* OBJECTIVES *
**a)** Name every Notice of Motion filed in the passage on the default judgment dispute, giving the short name used for each.
**b)** Reproduce word for word the part of the passage on the default judgment dispute that begins with the words containing "During the adjourned" and ends with "of the proceedings.".
**c)** In the passage on the default judgment dispute, which judge criticized the Defendant for not filing a defence during the urgent hearing?

## START PASSAGE

In the proceedings a Statement of Claim was served on the Defendant’s former solicitors. The Defendant had twenty-eight days to file a defence failing which the Plaintiff could apply for default judgment. Twenty-seven days later, new solicitors filed an appearance on behalf of the Defendant. Rather than attending to filing a defence, which was due the following day, the Defendant’s solicitors wrote to the Plaintiff’s solicitors foreshadowing an application for security for costs. In correspondence the Defendant’s solicitors advised the Plaintiff’s solicitors that the Defendant did not intend to “…commit to the cost of preparing its defence…” while the issue of security for costs was pending.
In reply, the Plaintiff detailed its opposition to security for costs and asserted that “[a] defendant has no right to suspend its obligation to file a defence because it is considering approaching the Court to seek an order for security for costs”. The Defendant was put on notice that a failure to file a defence will result in the Plaintiff filing a Notice of Motion for default judgment. Despite this, the Defendant did not file a defence on time.
The Plaintiff proceeded to file a Notice of Motion for default judgment (the Default NOM) after the Defendant’s 28-day filing deadline lapsed. The Defendant subsequently filed a Notice of Motion to set aside the Default NOM (the Set Aside NOM) and a Notice of Motion for security for costs (the Security NOM). The matter came before the Common Law Duty Judge for urgent hearing.
In the course of the urgent hearing, his Honour Justice Beech-Jones criticized the Defendant’s failure to file a defence and questioned how a security for costs application can be determined without knowing what the issues in the case are. The Defendant was unable to provide a satisfactory response to his Honour who stated: “I wouldn’t begin to hear your security for costs application until I knew what the issues were in the case…”. The three NOMs were adjourned to later date before the registrar and an order was made granting the Defendant time to file and serve a defence. If the Defendant failed to put on its defence by the date ordered, leave was given to the Plaintiff to enter default judgment, with costs.
During the adjourned period, the Defendant filed a defence. When the matter came before Registrar Jones, the outstanding issue for determination was the parties’ costs incurred in the Set Aside NOM and the Default NOM. The Defendant submitted that the Plaintiff should pay their costs on the basis that the Default NOM was a precipitate and unwarranted attempt to avoid addressing reasonable questions about the Plaintiff’s capacity to pay the Defendant’s costs of the proceedings.

## END PASSAGE
## START SUPPLIED INFORMATION

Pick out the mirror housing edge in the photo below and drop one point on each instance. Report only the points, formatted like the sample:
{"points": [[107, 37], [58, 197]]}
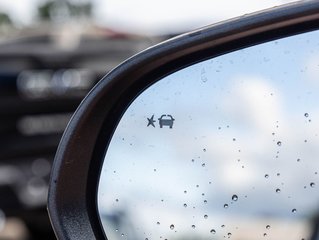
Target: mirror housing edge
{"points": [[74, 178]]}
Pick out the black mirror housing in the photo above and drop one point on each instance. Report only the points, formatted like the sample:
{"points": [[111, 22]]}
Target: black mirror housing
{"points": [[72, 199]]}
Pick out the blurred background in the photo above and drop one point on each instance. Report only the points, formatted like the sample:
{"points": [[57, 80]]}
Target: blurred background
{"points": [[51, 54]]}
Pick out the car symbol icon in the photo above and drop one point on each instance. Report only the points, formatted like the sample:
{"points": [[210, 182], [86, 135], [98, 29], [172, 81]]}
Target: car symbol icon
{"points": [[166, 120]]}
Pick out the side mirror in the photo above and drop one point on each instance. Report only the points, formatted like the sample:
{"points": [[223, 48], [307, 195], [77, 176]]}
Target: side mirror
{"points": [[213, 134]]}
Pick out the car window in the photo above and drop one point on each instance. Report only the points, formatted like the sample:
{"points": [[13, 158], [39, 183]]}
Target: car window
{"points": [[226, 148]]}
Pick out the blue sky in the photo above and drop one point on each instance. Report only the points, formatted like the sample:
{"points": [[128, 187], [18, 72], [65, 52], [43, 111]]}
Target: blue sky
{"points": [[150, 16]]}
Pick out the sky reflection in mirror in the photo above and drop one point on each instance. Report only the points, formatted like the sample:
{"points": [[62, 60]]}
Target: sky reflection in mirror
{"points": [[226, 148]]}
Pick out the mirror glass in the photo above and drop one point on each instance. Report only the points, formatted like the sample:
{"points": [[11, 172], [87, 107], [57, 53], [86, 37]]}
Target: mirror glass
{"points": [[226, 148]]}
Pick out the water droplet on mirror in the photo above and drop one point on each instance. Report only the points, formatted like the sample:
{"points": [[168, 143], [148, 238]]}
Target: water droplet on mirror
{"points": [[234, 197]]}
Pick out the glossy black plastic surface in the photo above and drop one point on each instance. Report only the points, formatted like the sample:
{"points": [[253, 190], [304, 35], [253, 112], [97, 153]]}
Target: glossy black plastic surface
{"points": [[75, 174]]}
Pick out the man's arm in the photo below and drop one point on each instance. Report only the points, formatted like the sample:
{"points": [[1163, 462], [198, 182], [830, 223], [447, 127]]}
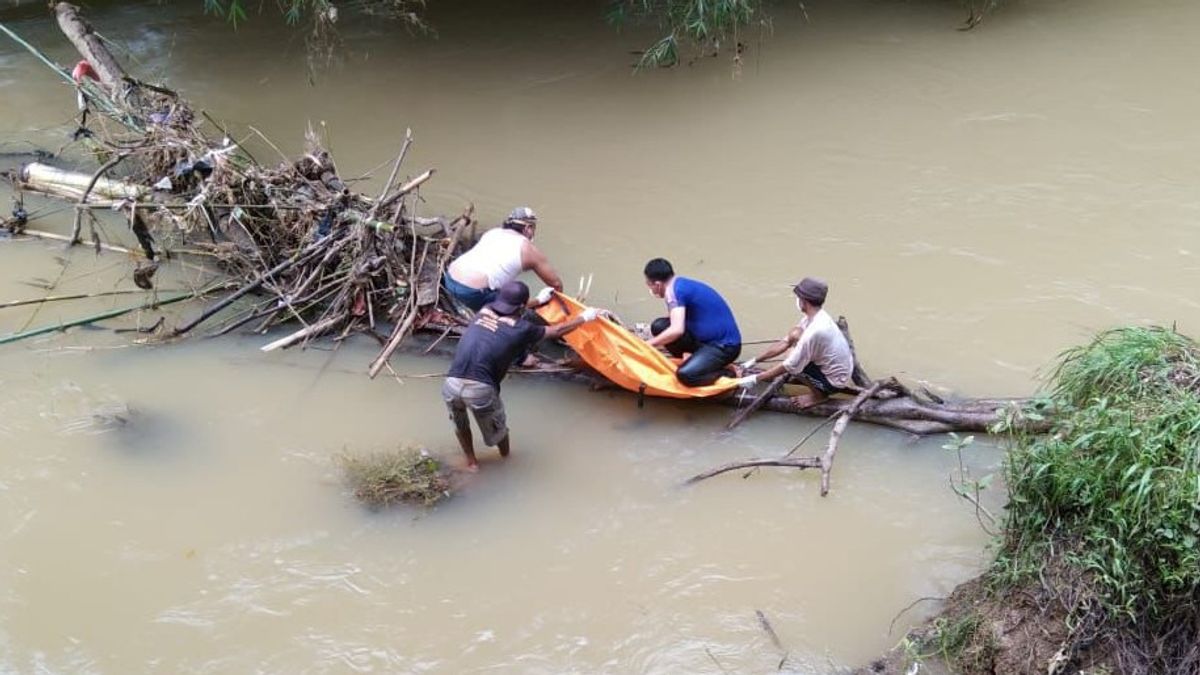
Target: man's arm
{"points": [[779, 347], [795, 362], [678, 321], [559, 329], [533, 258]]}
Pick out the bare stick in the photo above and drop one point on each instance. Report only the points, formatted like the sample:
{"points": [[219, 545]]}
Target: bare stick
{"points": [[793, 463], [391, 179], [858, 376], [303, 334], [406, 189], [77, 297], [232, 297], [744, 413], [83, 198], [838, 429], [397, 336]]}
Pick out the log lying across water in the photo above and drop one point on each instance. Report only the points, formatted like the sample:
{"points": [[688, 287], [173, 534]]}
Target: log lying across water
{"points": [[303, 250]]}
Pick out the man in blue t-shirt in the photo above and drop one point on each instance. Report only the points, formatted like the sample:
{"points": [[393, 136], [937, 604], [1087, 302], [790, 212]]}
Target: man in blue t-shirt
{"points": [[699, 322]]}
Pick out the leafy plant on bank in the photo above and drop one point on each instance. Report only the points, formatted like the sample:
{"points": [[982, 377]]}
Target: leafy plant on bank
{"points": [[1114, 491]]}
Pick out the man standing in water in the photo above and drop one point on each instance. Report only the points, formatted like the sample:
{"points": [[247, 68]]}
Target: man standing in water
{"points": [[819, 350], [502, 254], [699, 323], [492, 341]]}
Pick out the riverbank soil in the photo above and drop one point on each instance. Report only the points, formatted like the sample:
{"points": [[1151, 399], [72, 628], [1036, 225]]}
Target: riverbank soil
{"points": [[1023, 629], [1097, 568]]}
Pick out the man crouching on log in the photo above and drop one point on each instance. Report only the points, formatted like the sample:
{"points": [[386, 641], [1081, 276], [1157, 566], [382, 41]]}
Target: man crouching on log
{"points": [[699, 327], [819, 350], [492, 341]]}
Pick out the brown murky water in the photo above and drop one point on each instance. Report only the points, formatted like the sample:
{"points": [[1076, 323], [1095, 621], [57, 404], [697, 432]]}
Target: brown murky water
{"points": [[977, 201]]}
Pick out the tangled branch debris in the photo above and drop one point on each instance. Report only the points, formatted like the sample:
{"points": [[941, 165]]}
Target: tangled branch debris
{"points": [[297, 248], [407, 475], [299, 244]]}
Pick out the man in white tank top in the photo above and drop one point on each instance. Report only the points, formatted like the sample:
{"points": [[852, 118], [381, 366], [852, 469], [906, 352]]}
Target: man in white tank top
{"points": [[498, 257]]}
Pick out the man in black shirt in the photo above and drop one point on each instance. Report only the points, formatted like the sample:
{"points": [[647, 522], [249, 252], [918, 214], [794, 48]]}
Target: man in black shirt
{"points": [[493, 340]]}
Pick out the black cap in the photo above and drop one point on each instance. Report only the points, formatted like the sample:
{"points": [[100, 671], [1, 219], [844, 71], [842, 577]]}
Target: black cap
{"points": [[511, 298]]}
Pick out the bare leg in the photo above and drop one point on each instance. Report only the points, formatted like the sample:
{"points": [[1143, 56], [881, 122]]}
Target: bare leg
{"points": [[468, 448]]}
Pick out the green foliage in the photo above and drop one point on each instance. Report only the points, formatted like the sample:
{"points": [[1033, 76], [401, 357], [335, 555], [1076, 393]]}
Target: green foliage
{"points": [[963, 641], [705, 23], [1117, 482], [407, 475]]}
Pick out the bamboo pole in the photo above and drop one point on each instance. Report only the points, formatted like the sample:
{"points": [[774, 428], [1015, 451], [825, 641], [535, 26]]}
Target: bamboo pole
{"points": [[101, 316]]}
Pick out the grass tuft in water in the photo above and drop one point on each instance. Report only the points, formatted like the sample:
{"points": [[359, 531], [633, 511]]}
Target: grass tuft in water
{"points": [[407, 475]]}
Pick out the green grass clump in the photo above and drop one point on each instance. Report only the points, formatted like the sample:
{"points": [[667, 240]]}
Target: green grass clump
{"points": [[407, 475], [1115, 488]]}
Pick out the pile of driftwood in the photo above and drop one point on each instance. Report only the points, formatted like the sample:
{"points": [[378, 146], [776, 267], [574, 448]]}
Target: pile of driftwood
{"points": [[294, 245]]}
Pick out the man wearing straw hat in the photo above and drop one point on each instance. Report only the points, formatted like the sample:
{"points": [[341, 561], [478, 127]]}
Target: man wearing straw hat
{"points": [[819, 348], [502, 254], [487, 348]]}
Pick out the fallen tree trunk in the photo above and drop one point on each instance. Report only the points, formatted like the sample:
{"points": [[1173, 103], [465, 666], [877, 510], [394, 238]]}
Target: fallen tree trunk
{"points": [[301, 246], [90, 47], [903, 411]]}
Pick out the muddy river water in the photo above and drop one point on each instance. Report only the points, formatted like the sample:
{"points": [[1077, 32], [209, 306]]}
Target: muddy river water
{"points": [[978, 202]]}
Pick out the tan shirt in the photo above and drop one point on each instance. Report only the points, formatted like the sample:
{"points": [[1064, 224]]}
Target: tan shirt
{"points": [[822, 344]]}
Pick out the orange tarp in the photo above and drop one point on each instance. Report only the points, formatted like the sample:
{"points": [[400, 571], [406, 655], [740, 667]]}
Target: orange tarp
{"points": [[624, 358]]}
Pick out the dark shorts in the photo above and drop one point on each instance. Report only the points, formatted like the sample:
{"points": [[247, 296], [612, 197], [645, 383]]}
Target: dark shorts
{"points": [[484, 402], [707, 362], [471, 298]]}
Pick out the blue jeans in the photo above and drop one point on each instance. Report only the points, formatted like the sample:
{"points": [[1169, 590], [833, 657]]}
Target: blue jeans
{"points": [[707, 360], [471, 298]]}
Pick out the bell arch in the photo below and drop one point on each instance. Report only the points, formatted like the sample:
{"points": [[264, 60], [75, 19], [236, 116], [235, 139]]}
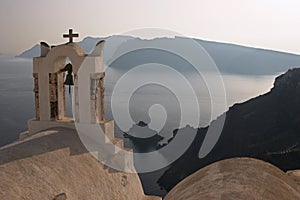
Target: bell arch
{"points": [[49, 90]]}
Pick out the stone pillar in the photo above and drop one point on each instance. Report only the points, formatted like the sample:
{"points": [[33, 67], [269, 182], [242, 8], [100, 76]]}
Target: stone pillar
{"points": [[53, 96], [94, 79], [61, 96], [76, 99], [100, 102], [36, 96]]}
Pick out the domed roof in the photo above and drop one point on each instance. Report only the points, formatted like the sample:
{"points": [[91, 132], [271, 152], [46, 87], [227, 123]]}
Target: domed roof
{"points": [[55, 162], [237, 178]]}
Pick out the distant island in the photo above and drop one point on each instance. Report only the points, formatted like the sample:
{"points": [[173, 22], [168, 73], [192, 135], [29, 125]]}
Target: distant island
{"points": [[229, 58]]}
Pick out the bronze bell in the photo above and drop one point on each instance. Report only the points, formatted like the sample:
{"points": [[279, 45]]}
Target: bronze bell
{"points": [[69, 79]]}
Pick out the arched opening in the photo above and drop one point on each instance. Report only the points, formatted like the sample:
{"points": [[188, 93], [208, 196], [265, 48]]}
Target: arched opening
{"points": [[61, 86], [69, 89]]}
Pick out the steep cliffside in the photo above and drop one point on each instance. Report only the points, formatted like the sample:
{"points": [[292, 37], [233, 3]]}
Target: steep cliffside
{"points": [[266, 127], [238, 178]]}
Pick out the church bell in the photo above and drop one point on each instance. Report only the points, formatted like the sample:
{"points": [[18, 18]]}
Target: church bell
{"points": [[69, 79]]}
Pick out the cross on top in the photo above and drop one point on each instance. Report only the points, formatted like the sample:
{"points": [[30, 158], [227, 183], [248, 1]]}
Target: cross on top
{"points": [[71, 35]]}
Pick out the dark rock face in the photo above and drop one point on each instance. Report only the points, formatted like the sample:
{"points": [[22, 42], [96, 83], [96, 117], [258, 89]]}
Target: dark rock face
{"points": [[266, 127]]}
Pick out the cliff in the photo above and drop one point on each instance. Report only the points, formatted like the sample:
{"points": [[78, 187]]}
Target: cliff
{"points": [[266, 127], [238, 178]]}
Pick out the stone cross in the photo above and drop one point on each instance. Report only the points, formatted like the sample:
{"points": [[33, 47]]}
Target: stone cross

## END SUPPLIED INFORMATION

* RESPONSES PER TASK *
**a)**
- The Notice of Motion for default judgment (the Default NOM)
- The Notice of Motion to set aside the Default NOM (the Set Aside NOM)
- The Notice of Motion for security for costs (the Security NOM)

**b)**
During the adjourned period, the Defendant filed a defence. When the matter came before Registrar Jones, the outstanding issue for determination was the parties’ costs incurred in the Set Aside NOM and the Default NOM. The Defendant submitted that the Plaintiff should pay their costs on the basis that the Default NOM was a precipitate and unwarranted attempt to avoid addressing reasonable questions about the Plaintiff’s capacity to pay the Defendant’s costs of the proceedings.

**c)** Justice Beech-Jones